:: Source records ::
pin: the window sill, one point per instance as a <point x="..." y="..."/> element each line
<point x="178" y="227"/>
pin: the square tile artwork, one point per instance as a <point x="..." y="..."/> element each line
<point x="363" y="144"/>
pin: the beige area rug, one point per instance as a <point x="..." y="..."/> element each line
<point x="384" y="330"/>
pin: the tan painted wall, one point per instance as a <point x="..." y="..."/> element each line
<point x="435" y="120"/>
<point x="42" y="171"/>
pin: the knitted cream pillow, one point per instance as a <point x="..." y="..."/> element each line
:::
Duplicate everything from the line containing "pin: the tan" down to the end of the records.

* [Reply to the task]:
pin: the tan painted wall, one point per instance as a <point x="..." y="..."/> element each line
<point x="435" y="120"/>
<point x="42" y="171"/>
pin: the knitted cream pillow, one point per instance as a <point x="..." y="..."/> element each line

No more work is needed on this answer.